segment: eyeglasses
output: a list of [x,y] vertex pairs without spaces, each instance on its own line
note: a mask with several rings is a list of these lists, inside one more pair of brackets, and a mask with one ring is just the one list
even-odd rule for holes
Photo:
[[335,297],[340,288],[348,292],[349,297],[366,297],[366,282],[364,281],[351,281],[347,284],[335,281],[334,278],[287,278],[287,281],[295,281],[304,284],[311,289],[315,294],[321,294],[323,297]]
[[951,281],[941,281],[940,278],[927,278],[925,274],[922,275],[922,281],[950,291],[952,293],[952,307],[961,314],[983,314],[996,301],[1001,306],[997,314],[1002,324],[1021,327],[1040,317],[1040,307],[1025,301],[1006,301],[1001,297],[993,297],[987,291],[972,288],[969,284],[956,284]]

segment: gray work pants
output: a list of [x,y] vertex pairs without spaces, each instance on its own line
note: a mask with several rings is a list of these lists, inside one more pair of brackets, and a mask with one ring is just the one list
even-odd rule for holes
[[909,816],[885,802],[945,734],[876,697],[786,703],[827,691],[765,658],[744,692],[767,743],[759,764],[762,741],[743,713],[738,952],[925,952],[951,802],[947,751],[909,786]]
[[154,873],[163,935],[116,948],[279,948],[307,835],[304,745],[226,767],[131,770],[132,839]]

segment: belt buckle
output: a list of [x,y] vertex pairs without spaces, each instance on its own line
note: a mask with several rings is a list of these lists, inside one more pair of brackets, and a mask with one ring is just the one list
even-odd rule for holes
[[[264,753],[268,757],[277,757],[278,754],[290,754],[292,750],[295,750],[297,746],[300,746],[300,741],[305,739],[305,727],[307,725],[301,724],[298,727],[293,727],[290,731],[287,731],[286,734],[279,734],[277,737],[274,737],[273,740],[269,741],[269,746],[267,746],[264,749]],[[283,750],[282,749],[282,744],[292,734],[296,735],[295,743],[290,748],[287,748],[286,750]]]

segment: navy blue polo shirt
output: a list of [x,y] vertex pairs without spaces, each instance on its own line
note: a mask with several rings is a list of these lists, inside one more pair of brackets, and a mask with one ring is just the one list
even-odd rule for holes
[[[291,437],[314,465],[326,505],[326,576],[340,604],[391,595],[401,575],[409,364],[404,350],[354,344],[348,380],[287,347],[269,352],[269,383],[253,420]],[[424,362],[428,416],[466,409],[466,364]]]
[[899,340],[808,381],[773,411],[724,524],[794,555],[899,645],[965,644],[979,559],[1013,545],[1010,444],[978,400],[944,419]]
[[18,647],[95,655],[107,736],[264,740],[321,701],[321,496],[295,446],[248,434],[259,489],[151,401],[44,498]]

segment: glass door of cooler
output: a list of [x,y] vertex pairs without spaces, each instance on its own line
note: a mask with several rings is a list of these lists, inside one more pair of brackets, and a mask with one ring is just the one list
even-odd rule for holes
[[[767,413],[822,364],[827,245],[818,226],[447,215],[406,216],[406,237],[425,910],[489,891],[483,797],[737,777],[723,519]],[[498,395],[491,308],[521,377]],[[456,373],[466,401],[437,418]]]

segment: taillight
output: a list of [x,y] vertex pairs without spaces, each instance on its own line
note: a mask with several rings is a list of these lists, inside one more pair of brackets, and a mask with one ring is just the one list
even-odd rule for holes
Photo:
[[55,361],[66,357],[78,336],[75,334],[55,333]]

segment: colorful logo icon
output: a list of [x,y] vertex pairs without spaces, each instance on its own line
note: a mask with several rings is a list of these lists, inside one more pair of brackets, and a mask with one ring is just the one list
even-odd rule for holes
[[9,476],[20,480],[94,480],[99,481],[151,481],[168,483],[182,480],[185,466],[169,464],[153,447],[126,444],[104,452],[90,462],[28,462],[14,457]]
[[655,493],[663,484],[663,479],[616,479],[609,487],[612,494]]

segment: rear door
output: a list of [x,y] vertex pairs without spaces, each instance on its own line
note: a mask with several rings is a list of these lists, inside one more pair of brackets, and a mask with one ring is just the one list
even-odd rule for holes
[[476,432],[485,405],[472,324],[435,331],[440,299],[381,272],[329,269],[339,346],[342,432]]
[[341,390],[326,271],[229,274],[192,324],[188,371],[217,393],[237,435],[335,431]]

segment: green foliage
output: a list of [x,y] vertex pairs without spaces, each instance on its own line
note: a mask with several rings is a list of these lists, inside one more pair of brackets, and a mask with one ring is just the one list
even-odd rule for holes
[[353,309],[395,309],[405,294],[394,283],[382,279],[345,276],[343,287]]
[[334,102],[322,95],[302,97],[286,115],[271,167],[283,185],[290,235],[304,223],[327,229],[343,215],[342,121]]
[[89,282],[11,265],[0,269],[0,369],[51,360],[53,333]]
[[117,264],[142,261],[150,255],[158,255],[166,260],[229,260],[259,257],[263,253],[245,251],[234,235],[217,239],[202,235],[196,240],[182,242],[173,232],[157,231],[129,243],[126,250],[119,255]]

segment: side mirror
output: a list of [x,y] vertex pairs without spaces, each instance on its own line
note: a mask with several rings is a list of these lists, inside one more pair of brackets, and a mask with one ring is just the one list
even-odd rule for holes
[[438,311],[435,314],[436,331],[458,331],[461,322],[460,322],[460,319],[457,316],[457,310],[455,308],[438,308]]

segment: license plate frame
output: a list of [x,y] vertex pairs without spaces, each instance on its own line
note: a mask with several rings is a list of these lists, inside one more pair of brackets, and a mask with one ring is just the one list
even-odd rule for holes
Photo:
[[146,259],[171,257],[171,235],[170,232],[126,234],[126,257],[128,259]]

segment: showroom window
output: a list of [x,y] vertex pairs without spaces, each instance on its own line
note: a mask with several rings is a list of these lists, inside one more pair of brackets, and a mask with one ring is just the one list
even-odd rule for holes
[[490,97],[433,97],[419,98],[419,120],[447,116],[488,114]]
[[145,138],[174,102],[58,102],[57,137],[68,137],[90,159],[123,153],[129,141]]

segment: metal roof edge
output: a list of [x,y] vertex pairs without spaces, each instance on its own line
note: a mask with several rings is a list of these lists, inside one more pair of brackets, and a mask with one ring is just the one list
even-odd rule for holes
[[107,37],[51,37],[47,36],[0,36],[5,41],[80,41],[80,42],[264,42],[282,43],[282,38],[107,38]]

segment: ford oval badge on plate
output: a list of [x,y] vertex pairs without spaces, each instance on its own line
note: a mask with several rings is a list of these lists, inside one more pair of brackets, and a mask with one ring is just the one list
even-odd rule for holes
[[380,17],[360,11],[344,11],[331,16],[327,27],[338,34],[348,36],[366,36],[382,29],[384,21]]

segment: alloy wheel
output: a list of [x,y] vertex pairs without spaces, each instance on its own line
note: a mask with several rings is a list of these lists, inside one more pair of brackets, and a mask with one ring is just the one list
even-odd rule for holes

Your instructions: Print the material again, from the line holding "segment: metal roof edge" through its final line, inclusive.

Task response:
segment: metal roof edge
output: a list of [x,y] vertex pairs without spaces, each instance on its own line
note: a mask with several rings is a list of these lists, inside one more pair of brackets, and a mask with one ring is just the one list
even-odd rule for holes
[[107,37],[51,37],[47,36],[0,36],[5,41],[80,41],[80,42],[264,42],[282,43],[282,38],[107,38]]

segment: ford oval badge on plate
output: a list of [x,y] vertex pairs without spaces, each instance on its own line
note: a mask with several rings is a list of these lists, inside one more pair of brackets, and a mask with one ring is just the one list
even-odd rule for holes
[[380,17],[360,11],[344,11],[331,16],[327,27],[338,34],[348,36],[366,36],[382,29],[384,21]]

segment: alloy wheel
output: a list of [x,y] vertex pairs without spaces, each instance on its own line
note: a mask with several rings is a list of these lists, inside one more pair of brackets, and a mask with one ring is just the one list
even-odd rule for holes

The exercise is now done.